Transcribe exactly, and only, the lines from the one with "in: indicate the alpaca eye, one point each." through the end of the records below, including both of those lines. Skip all pictures.

Image point grounding data
- Opening Delimiter -
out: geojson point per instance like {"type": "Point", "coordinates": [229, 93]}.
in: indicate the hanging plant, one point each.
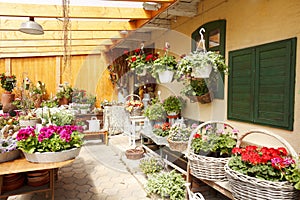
{"type": "Point", "coordinates": [164, 65]}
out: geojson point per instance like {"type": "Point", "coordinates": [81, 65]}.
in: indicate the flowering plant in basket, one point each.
{"type": "Point", "coordinates": [50, 138]}
{"type": "Point", "coordinates": [131, 104]}
{"type": "Point", "coordinates": [214, 142]}
{"type": "Point", "coordinates": [161, 130]}
{"type": "Point", "coordinates": [8, 144]}
{"type": "Point", "coordinates": [271, 164]}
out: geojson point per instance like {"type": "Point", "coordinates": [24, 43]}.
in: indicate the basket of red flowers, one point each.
{"type": "Point", "coordinates": [263, 172]}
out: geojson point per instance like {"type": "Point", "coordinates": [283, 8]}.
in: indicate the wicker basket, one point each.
{"type": "Point", "coordinates": [249, 188]}
{"type": "Point", "coordinates": [205, 167]}
{"type": "Point", "coordinates": [134, 154]}
{"type": "Point", "coordinates": [177, 145]}
{"type": "Point", "coordinates": [135, 111]}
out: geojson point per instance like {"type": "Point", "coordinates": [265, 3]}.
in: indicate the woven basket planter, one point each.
{"type": "Point", "coordinates": [250, 188]}
{"type": "Point", "coordinates": [205, 167]}
{"type": "Point", "coordinates": [134, 154]}
{"type": "Point", "coordinates": [177, 145]}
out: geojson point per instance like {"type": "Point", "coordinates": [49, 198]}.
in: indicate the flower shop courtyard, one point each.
{"type": "Point", "coordinates": [99, 173]}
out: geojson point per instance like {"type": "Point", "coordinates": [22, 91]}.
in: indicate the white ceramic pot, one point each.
{"type": "Point", "coordinates": [202, 72]}
{"type": "Point", "coordinates": [166, 76]}
{"type": "Point", "coordinates": [94, 124]}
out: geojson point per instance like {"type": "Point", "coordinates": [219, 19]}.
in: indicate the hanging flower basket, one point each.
{"type": "Point", "coordinates": [165, 76]}
{"type": "Point", "coordinates": [202, 71]}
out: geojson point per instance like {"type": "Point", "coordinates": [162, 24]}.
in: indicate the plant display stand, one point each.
{"type": "Point", "coordinates": [22, 166]}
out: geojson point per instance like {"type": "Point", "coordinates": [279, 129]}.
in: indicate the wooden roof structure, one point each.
{"type": "Point", "coordinates": [93, 28]}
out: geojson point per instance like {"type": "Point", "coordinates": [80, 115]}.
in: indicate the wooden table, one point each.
{"type": "Point", "coordinates": [22, 165]}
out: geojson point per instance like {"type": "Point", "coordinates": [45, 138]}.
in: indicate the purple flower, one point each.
{"type": "Point", "coordinates": [25, 133]}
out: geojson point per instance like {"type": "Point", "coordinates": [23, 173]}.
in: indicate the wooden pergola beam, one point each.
{"type": "Point", "coordinates": [58, 35]}
{"type": "Point", "coordinates": [55, 11]}
{"type": "Point", "coordinates": [57, 25]}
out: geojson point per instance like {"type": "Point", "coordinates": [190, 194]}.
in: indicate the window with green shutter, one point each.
{"type": "Point", "coordinates": [261, 84]}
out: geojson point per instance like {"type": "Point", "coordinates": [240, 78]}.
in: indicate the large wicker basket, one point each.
{"type": "Point", "coordinates": [205, 167]}
{"type": "Point", "coordinates": [249, 188]}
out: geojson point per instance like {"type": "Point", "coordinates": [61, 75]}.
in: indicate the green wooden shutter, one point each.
{"type": "Point", "coordinates": [240, 85]}
{"type": "Point", "coordinates": [274, 84]}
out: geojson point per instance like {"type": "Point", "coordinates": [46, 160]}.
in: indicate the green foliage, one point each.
{"type": "Point", "coordinates": [8, 83]}
{"type": "Point", "coordinates": [179, 132]}
{"type": "Point", "coordinates": [213, 140]}
{"type": "Point", "coordinates": [151, 165]}
{"type": "Point", "coordinates": [49, 139]}
{"type": "Point", "coordinates": [173, 104]}
{"type": "Point", "coordinates": [64, 91]}
{"type": "Point", "coordinates": [166, 184]}
{"type": "Point", "coordinates": [271, 164]}
{"type": "Point", "coordinates": [195, 87]}
{"type": "Point", "coordinates": [155, 111]}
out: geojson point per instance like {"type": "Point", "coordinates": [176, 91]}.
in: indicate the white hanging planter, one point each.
{"type": "Point", "coordinates": [166, 76]}
{"type": "Point", "coordinates": [202, 72]}
{"type": "Point", "coordinates": [143, 73]}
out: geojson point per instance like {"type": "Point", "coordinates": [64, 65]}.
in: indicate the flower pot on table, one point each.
{"type": "Point", "coordinates": [7, 156]}
{"type": "Point", "coordinates": [48, 157]}
{"type": "Point", "coordinates": [7, 97]}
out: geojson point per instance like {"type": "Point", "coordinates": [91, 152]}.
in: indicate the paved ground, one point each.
{"type": "Point", "coordinates": [96, 174]}
{"type": "Point", "coordinates": [102, 172]}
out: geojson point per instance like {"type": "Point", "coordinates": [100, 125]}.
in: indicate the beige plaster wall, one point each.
{"type": "Point", "coordinates": [249, 23]}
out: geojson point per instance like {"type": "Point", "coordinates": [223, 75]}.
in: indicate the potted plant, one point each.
{"type": "Point", "coordinates": [197, 91]}
{"type": "Point", "coordinates": [215, 143]}
{"type": "Point", "coordinates": [8, 83]}
{"type": "Point", "coordinates": [151, 165]}
{"type": "Point", "coordinates": [155, 111]}
{"type": "Point", "coordinates": [164, 67]}
{"type": "Point", "coordinates": [178, 138]}
{"type": "Point", "coordinates": [134, 107]}
{"type": "Point", "coordinates": [64, 94]}
{"type": "Point", "coordinates": [51, 143]}
{"type": "Point", "coordinates": [140, 62]}
{"type": "Point", "coordinates": [209, 149]}
{"type": "Point", "coordinates": [264, 172]}
{"type": "Point", "coordinates": [8, 149]}
{"type": "Point", "coordinates": [167, 185]}
{"type": "Point", "coordinates": [37, 92]}
{"type": "Point", "coordinates": [173, 105]}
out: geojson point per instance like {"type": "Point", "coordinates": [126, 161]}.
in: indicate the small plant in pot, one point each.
{"type": "Point", "coordinates": [214, 142]}
{"type": "Point", "coordinates": [167, 185]}
{"type": "Point", "coordinates": [64, 94]}
{"type": "Point", "coordinates": [164, 67]}
{"type": "Point", "coordinates": [179, 135]}
{"type": "Point", "coordinates": [173, 105]}
{"type": "Point", "coordinates": [151, 165]}
{"type": "Point", "coordinates": [197, 91]}
{"type": "Point", "coordinates": [155, 111]}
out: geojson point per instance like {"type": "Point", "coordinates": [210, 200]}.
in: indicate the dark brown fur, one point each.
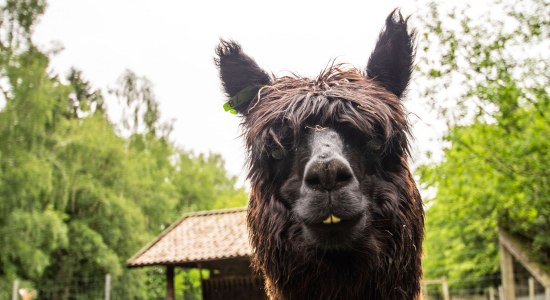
{"type": "Point", "coordinates": [383, 263]}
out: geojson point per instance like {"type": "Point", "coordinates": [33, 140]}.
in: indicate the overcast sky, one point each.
{"type": "Point", "coordinates": [172, 43]}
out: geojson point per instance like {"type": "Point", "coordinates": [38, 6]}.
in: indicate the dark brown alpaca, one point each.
{"type": "Point", "coordinates": [334, 211]}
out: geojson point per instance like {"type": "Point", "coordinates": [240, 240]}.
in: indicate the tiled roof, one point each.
{"type": "Point", "coordinates": [198, 237]}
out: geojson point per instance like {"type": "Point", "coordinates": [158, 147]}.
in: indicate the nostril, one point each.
{"type": "Point", "coordinates": [328, 175]}
{"type": "Point", "coordinates": [343, 176]}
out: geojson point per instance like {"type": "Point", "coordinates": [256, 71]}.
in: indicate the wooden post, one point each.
{"type": "Point", "coordinates": [531, 283]}
{"type": "Point", "coordinates": [14, 290]}
{"type": "Point", "coordinates": [170, 295]}
{"type": "Point", "coordinates": [107, 286]}
{"type": "Point", "coordinates": [425, 292]}
{"type": "Point", "coordinates": [507, 270]}
{"type": "Point", "coordinates": [492, 293]}
{"type": "Point", "coordinates": [445, 288]}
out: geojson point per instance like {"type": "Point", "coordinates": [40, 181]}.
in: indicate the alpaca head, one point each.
{"type": "Point", "coordinates": [332, 196]}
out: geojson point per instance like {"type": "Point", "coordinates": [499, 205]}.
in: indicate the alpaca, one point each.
{"type": "Point", "coordinates": [334, 212]}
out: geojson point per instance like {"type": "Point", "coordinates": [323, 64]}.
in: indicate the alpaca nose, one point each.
{"type": "Point", "coordinates": [328, 174]}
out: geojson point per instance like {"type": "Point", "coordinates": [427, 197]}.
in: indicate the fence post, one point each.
{"type": "Point", "coordinates": [531, 283]}
{"type": "Point", "coordinates": [425, 291]}
{"type": "Point", "coordinates": [491, 293]}
{"type": "Point", "coordinates": [107, 286]}
{"type": "Point", "coordinates": [14, 290]}
{"type": "Point", "coordinates": [507, 270]}
{"type": "Point", "coordinates": [445, 287]}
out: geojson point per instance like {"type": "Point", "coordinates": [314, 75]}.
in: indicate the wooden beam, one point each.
{"type": "Point", "coordinates": [170, 294]}
{"type": "Point", "coordinates": [507, 270]}
{"type": "Point", "coordinates": [445, 288]}
{"type": "Point", "coordinates": [521, 254]}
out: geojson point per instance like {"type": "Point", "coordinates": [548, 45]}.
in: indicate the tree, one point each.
{"type": "Point", "coordinates": [76, 197]}
{"type": "Point", "coordinates": [488, 77]}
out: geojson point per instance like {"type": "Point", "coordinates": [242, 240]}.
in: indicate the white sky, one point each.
{"type": "Point", "coordinates": [172, 43]}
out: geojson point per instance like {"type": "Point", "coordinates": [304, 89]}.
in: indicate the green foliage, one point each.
{"type": "Point", "coordinates": [77, 199]}
{"type": "Point", "coordinates": [490, 81]}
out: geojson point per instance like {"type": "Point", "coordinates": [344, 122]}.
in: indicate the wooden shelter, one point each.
{"type": "Point", "coordinates": [213, 240]}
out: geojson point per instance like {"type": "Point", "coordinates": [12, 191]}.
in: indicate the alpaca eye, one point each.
{"type": "Point", "coordinates": [278, 153]}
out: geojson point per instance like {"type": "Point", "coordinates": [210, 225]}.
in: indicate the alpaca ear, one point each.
{"type": "Point", "coordinates": [241, 76]}
{"type": "Point", "coordinates": [390, 64]}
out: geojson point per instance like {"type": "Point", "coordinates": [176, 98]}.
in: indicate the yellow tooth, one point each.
{"type": "Point", "coordinates": [332, 219]}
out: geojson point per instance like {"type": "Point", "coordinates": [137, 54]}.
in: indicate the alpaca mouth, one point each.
{"type": "Point", "coordinates": [334, 229]}
{"type": "Point", "coordinates": [332, 219]}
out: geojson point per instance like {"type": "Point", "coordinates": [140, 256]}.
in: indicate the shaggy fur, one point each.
{"type": "Point", "coordinates": [384, 261]}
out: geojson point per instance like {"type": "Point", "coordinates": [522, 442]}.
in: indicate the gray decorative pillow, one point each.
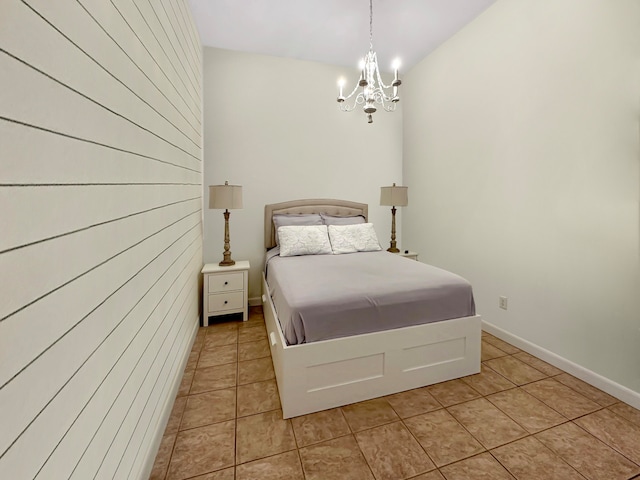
- Closing Delimiter -
ANSWER BOX
in: indicate the alpaca eye, one point each.
{"type": "Point", "coordinates": [278, 153]}
out: geojson point per instance like {"type": "Point", "coordinates": [210, 225]}.
in: indicate the alpaca ear, one point each.
{"type": "Point", "coordinates": [241, 76]}
{"type": "Point", "coordinates": [390, 64]}
out: geojson point per instance like {"type": "Point", "coordinates": [176, 98]}.
in: indicate the yellow tooth, one point each.
{"type": "Point", "coordinates": [332, 219]}
out: geojson point per instance like {"type": "Point", "coordinates": [137, 54]}.
in: indicate the alpaca mouth, one point each.
{"type": "Point", "coordinates": [334, 229]}
{"type": "Point", "coordinates": [332, 219]}
out: geojson point per instance like {"type": "Point", "coordinates": [140, 256]}.
in: indicate the shaggy fur, one point each.
{"type": "Point", "coordinates": [384, 261]}
out: geojson point per instance like {"type": "Point", "coordinates": [522, 442]}.
in: indicate the gray decorative pillow, one point each.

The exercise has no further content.